■ **AIM**
Please collect every line of the records below that contains the string "coat", matching case exactly.

Stored items from a collection:
[START]
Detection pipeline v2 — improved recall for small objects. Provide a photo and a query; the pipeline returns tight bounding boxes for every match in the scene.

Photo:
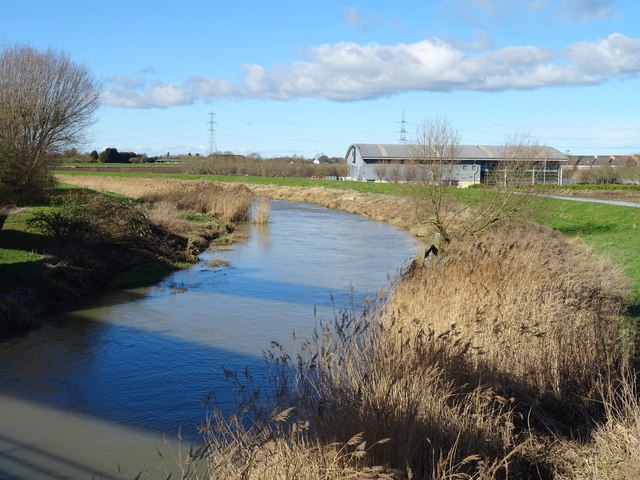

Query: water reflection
[0,202,417,478]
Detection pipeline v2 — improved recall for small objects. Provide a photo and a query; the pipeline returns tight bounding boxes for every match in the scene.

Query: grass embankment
[194,222,640,480]
[0,183,252,337]
[52,172,640,480]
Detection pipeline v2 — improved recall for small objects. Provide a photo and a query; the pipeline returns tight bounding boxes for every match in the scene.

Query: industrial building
[345,143,567,186]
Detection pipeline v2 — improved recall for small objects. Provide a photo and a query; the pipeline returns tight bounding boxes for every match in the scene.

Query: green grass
[0,214,48,293]
[534,199,640,303]
[59,171,640,303]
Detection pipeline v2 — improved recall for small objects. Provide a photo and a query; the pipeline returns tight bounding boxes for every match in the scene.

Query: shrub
[27,195,91,241]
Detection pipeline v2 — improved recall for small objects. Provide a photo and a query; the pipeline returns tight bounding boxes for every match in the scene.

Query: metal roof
[347,143,568,162]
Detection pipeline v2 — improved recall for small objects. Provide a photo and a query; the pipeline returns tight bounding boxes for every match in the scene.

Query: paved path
[538,195,640,208]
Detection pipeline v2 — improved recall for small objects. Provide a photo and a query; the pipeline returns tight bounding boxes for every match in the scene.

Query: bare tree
[0,46,99,201]
[389,160,403,183]
[410,117,462,242]
[373,162,389,181]
[407,118,546,243]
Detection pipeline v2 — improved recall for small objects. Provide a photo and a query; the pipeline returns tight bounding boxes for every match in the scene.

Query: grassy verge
[59,172,640,302]
[0,183,251,338]
[51,172,640,480]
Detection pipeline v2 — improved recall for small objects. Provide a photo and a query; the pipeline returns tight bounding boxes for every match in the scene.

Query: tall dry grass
[188,219,638,480]
[251,198,271,225]
[58,175,253,222]
[386,222,627,405]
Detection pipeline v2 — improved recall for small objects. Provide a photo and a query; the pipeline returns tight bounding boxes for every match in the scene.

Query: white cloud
[102,33,640,108]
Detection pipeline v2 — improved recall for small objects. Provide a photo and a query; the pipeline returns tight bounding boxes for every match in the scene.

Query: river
[0,201,419,480]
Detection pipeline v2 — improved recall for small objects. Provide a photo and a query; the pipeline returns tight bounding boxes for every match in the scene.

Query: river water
[0,201,419,480]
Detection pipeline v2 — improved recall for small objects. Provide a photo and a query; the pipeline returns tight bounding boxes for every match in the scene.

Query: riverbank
[0,182,251,338]
[51,174,640,480]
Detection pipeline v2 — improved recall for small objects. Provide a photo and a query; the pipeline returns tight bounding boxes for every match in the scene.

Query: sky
[0,0,640,158]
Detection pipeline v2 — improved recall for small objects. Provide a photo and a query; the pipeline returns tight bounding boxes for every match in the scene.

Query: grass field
[55,171,640,304]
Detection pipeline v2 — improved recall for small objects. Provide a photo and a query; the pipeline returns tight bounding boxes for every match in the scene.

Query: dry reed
[387,219,626,410]
[194,219,638,480]
[58,175,252,222]
[251,198,271,225]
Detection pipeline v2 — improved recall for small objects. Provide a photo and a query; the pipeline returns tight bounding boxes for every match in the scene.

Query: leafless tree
[389,160,403,183]
[410,117,461,242]
[373,162,389,181]
[0,46,99,201]
[407,118,545,243]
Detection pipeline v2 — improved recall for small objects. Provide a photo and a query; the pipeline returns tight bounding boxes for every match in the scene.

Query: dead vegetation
[55,174,640,480]
[57,175,253,222]
[190,223,640,480]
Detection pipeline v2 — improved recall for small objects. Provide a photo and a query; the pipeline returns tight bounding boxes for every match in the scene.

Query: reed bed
[58,175,253,222]
[192,222,640,480]
[251,198,271,225]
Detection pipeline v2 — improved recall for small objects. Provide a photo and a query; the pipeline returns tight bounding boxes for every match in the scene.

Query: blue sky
[0,0,640,157]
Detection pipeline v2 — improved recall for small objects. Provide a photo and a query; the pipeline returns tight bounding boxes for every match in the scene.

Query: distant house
[345,143,567,186]
[563,155,640,170]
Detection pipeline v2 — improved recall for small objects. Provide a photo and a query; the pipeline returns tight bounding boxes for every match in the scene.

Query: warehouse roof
[347,143,567,162]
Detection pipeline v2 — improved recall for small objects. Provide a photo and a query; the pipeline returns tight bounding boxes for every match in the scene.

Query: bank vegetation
[56,177,640,480]
[0,182,253,338]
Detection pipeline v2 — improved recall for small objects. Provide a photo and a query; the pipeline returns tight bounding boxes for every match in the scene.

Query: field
[3,173,640,480]
[60,171,640,304]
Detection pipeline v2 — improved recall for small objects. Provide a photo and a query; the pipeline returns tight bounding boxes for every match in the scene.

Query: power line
[209,112,218,155]
[400,110,407,145]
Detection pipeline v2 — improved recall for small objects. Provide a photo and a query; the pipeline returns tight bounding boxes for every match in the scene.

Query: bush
[27,195,91,241]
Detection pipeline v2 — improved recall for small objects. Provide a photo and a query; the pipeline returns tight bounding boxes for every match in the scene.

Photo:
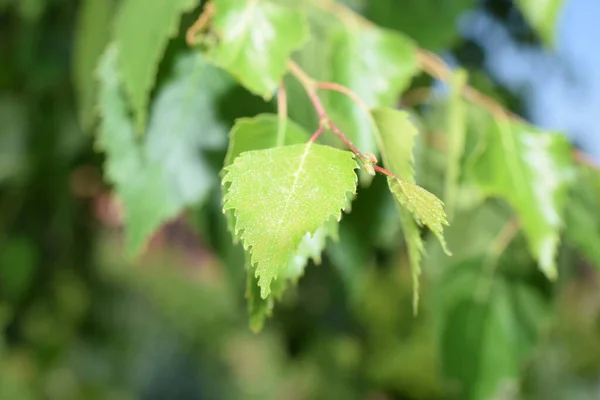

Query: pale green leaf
[223,114,310,238]
[223,114,337,281]
[223,114,338,331]
[470,120,573,279]
[224,114,310,167]
[115,0,198,130]
[516,0,564,46]
[0,94,31,184]
[245,258,275,333]
[444,70,467,220]
[73,0,114,130]
[372,108,447,312]
[359,0,475,50]
[144,52,235,208]
[327,25,419,162]
[208,0,308,99]
[388,177,450,254]
[223,142,357,298]
[98,45,226,255]
[285,3,344,132]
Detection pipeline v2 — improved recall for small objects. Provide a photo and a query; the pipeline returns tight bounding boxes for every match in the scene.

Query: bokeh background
[0,0,600,400]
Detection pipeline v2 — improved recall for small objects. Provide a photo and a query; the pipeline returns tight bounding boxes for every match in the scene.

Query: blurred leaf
[469,120,573,279]
[72,0,114,130]
[115,0,198,131]
[98,46,229,254]
[565,167,600,268]
[444,70,467,222]
[208,0,308,100]
[223,142,357,298]
[222,114,310,238]
[362,0,475,50]
[516,0,563,46]
[284,3,344,131]
[222,114,338,332]
[0,95,29,183]
[0,237,38,303]
[327,23,418,161]
[246,261,275,333]
[438,260,547,400]
[15,0,48,22]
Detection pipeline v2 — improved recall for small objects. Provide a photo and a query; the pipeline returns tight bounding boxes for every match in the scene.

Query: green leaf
[73,0,114,130]
[208,0,308,100]
[223,142,357,298]
[516,0,563,46]
[115,0,198,131]
[372,108,448,312]
[470,120,573,279]
[223,114,310,238]
[327,25,419,162]
[388,178,451,255]
[224,114,310,167]
[565,167,600,269]
[436,260,548,400]
[444,70,467,220]
[98,45,227,255]
[0,237,38,303]
[362,0,475,50]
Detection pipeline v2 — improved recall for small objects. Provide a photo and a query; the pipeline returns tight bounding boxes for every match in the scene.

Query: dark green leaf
[115,0,198,130]
[98,46,228,254]
[444,70,467,221]
[363,0,475,50]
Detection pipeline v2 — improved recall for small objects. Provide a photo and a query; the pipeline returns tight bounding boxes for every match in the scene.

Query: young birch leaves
[223,142,358,298]
[207,0,308,99]
[372,108,449,312]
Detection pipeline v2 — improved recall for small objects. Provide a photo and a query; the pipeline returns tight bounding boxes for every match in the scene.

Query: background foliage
[0,0,600,400]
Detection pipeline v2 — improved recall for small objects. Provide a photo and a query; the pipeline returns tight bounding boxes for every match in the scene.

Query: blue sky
[461,0,600,160]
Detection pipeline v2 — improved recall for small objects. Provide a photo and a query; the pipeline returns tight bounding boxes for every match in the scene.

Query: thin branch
[185,2,216,47]
[417,49,600,170]
[309,124,325,143]
[277,82,287,147]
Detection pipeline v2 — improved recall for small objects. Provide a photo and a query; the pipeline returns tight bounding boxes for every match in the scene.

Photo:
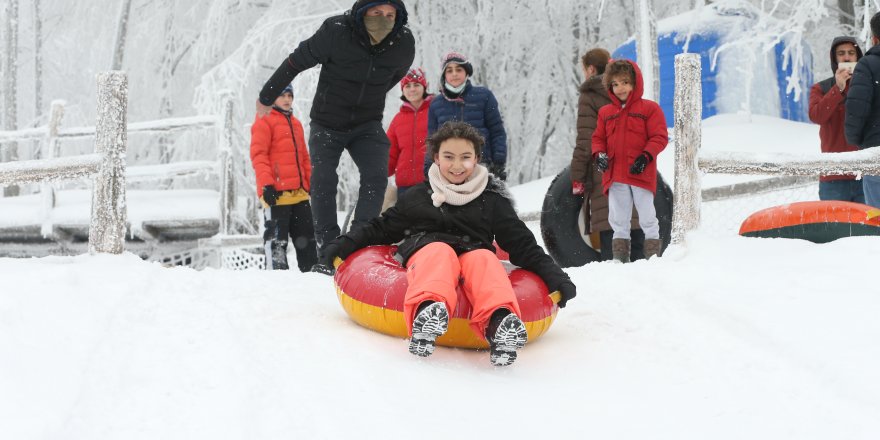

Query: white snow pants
[608,182,660,240]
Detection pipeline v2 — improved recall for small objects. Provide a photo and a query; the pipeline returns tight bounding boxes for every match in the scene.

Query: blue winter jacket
[425,80,507,174]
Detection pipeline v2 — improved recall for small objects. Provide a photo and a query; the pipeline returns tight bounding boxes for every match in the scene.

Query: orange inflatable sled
[739,200,880,243]
[333,246,559,348]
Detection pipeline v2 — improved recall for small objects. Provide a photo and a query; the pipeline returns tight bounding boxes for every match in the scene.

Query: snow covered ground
[0,116,880,439]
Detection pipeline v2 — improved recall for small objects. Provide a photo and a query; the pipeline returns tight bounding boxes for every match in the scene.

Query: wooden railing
[0,71,236,253]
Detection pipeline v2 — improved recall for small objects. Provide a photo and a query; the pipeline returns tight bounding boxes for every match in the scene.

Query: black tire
[541,167,672,267]
[340,205,357,234]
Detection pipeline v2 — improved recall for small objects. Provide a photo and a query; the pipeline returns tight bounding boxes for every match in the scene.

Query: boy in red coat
[810,37,865,203]
[251,85,318,272]
[592,60,669,263]
[386,68,434,197]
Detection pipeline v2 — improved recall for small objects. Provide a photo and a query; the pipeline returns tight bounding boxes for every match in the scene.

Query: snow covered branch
[699,148,880,176]
[0,154,102,186]
[0,115,218,142]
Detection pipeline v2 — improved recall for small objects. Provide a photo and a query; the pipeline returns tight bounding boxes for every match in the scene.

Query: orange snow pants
[403,242,522,339]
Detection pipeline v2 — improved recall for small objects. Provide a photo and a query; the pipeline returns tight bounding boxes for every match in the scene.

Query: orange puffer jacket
[251,108,312,197]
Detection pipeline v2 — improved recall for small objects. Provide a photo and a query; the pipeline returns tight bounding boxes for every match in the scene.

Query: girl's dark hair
[871,12,880,38]
[581,47,611,75]
[602,60,636,90]
[425,121,485,158]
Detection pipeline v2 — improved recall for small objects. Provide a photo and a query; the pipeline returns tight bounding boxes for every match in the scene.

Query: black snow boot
[611,238,632,263]
[409,301,449,357]
[486,309,529,367]
[269,240,290,270]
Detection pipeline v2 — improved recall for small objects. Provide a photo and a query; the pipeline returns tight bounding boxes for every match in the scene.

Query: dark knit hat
[440,52,474,76]
[831,37,862,73]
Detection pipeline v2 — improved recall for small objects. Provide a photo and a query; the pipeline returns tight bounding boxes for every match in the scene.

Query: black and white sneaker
[409,302,449,357]
[486,313,529,367]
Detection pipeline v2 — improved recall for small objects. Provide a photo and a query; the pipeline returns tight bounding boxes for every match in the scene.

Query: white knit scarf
[428,163,489,207]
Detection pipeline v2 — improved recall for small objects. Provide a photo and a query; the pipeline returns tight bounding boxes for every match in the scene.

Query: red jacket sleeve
[810,83,846,125]
[644,101,669,159]
[386,116,400,177]
[251,116,275,196]
[591,104,611,156]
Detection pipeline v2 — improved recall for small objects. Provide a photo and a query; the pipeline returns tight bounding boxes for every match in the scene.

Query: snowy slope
[0,115,880,440]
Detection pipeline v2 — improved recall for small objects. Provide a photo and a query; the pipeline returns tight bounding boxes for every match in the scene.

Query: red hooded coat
[387,95,434,188]
[592,60,669,195]
[251,108,312,197]
[810,37,862,182]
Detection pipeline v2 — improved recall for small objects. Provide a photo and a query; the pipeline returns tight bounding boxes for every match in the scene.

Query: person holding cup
[810,37,865,203]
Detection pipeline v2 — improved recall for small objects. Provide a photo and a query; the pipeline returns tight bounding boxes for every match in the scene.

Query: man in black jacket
[844,12,880,208]
[257,0,415,271]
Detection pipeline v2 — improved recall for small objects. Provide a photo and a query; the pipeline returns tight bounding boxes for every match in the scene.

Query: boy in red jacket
[386,68,434,197]
[251,85,318,272]
[810,37,865,203]
[592,60,669,263]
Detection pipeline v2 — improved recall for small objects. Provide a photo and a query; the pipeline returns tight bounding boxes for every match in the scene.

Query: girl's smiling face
[434,138,480,185]
[611,75,633,102]
[443,63,467,87]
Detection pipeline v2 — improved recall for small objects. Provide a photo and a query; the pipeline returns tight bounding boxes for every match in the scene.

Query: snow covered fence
[0,71,235,253]
[672,54,880,243]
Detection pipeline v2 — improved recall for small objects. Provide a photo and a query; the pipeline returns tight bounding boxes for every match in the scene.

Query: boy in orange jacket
[251,85,318,272]
[592,60,669,263]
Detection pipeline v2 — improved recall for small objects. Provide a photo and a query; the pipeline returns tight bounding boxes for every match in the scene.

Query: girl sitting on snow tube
[324,121,576,366]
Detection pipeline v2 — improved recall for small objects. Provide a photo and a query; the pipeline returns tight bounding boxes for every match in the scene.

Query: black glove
[489,162,507,181]
[596,153,608,173]
[263,185,281,206]
[556,281,577,309]
[629,151,654,174]
[321,235,357,268]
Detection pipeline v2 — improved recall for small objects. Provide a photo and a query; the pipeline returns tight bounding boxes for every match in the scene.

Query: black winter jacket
[843,45,880,148]
[260,0,415,130]
[340,177,571,292]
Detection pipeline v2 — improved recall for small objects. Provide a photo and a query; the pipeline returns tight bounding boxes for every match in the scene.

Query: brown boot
[611,238,629,263]
[645,238,663,260]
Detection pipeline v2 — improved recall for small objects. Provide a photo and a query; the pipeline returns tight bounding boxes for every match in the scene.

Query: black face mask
[364,15,394,46]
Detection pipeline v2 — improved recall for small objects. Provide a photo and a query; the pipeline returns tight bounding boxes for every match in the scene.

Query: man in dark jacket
[423,52,507,180]
[810,37,865,203]
[257,0,415,271]
[844,12,880,208]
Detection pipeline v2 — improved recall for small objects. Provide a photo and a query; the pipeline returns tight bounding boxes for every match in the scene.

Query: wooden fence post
[89,70,128,254]
[40,100,64,237]
[219,98,236,235]
[672,53,703,244]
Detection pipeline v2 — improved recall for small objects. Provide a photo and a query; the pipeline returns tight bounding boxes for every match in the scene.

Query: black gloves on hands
[556,281,577,309]
[596,153,608,173]
[263,185,281,206]
[629,151,654,174]
[320,235,357,268]
[489,162,507,182]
[END]
■ **SOLUTION TO THIS TASK**
Query: boy in red coat
Query: red hooded coat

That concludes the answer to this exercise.